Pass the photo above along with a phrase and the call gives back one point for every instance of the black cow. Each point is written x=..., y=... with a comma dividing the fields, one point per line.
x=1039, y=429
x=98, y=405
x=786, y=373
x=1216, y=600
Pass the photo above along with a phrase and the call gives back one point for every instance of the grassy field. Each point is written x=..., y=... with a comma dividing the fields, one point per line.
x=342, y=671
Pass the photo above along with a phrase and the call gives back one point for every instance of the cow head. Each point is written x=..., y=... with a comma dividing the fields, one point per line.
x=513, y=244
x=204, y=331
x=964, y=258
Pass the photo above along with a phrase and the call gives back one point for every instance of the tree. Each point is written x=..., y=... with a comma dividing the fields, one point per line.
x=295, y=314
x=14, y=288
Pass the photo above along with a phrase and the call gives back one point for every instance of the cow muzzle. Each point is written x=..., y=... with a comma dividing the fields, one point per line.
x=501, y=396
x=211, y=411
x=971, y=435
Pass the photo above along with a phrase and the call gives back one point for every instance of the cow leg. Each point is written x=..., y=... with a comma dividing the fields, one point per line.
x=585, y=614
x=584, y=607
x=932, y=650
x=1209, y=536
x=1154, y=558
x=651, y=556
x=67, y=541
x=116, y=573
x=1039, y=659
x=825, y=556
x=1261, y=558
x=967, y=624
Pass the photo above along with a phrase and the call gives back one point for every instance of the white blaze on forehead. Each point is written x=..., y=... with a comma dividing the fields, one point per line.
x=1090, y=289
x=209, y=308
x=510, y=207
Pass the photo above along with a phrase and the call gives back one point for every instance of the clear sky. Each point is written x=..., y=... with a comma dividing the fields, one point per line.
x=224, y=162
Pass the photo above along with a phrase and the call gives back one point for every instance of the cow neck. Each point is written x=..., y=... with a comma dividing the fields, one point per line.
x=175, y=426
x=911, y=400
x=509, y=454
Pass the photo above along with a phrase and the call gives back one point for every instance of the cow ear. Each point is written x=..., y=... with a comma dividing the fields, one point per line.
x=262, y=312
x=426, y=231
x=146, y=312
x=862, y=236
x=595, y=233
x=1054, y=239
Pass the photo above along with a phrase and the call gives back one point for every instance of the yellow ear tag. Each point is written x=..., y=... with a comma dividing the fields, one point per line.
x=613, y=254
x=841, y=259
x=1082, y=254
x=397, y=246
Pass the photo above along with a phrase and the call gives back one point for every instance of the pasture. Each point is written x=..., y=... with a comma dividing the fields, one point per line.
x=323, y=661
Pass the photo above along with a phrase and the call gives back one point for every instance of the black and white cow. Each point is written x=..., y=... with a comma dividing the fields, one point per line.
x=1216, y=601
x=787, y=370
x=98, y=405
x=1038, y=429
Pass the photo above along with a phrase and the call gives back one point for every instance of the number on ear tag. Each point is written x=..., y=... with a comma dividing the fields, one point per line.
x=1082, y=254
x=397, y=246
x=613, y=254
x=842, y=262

DO THIS | Can you reproduce all of the data above word for word, every line in its original order?

COMPLETED EXERCISE |
Pass the photo above along with a phrase and the call gives back one point for every instance of the black cow. Each point is written x=..., y=... with a comma dividing the fields, one point per line.
x=1039, y=429
x=98, y=405
x=786, y=373
x=1216, y=600
Pass the photo above along with a phrase and the call gives back one point for every instance of the grassy field. Each point is written x=..., y=... with a comma dividing the fields, one point per line.
x=342, y=671
Pass the photo above along with a phrase and the call gives back one point for every instance of the cow head. Each point is written x=..., y=... with a comma dividing the fields, one point per line.
x=513, y=244
x=204, y=331
x=964, y=258
Pass the photo above along with a phrase and the call gives back one point for every instance of the tree. Each point is written x=..., y=... with a comma dividing the fields, one point per line.
x=295, y=314
x=14, y=288
Pass the photo above along with a phrase and the call gives back one point for every instance of the cow muzzle. Each point is written x=..., y=... with a comma dividing the fields, one point per line.
x=501, y=396
x=211, y=411
x=971, y=435
Pass the photo above along with a phrase and the call gives back one point for every instance of the cow leg. Each point is written x=..., y=... with a comma dividing the fields, one point per line.
x=585, y=614
x=584, y=607
x=932, y=650
x=1209, y=536
x=1154, y=558
x=651, y=556
x=67, y=541
x=116, y=573
x=1039, y=659
x=825, y=556
x=1261, y=558
x=967, y=624
Pass the photo above along with a phrase and the call gives back one point for every instance of the white blaze on forehead. Each point is written x=..., y=... with a comma dividing the fields, one point per line.
x=1090, y=289
x=209, y=308
x=510, y=207
Pass the photo above along with a phrase and the call gives back one point for every instance of the clear sky. Each point is written x=..., y=... with a comma dividing the fields, one point per line.
x=224, y=162
Pass the photo above along with a phrase and the call gives back one point for every instance of the cow neck. Each point is written x=..., y=... with a comma dividing the fields, one point per line.
x=175, y=426
x=911, y=400
x=509, y=454
Pass the photo above along with a phrase and the call gives back one point for every instance of the cow ear. Each point is written x=..., y=... with a comma dividing the fields, one point per line.
x=262, y=312
x=426, y=231
x=146, y=312
x=862, y=236
x=595, y=233
x=1054, y=239
Pass the photo above along with a phrase and the call gives back one point for every instance of the yellow ear tag. Each point is written x=..., y=... with a comma dividing the fields, one point per line.
x=613, y=254
x=841, y=259
x=1082, y=254
x=397, y=246
Pass the photo above along with a phrase and the call gives back one point for every instance of the pasture. Each point is written x=..., y=... with a comma dividing the fields, one point per line.
x=323, y=661
Pass the photo above along with a phrase and the call gives back one point for every instance of the black and white cow. Each point is written x=..., y=... with a comma dividing the fields, one point per line.
x=1216, y=601
x=787, y=370
x=98, y=405
x=1038, y=429
Pass the photo above along with a phrase and the call gives back one point for every instance of the number on ear tag. Each point is written x=..., y=... with a comma dividing the fields, one point per line.
x=1082, y=254
x=397, y=246
x=613, y=254
x=842, y=262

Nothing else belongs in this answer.